___ Information provided ___

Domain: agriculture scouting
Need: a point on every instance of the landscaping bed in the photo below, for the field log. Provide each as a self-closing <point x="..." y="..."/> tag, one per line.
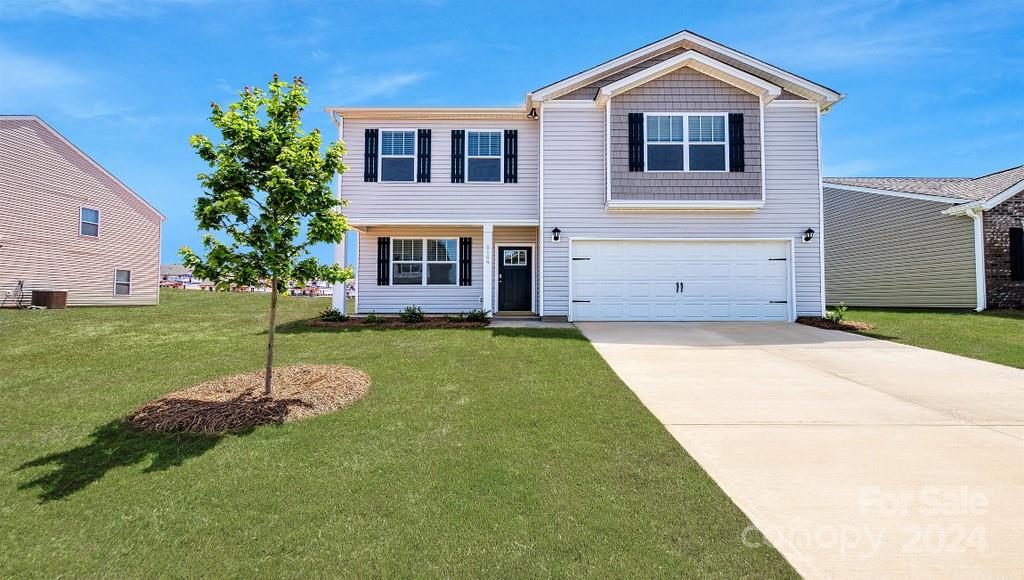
<point x="847" y="325"/>
<point x="381" y="322"/>
<point x="237" y="402"/>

___

## Activity:
Word for word, give the listing above again, but drop any pictures.

## Answer for the task:
Domain: agriculture scouting
Need: a point on every instance of the landscaping bed in the photo below, for the field log. Provide each as a self-closing <point x="..." y="..."/> tag, one per line.
<point x="847" y="325"/>
<point x="381" y="322"/>
<point x="237" y="402"/>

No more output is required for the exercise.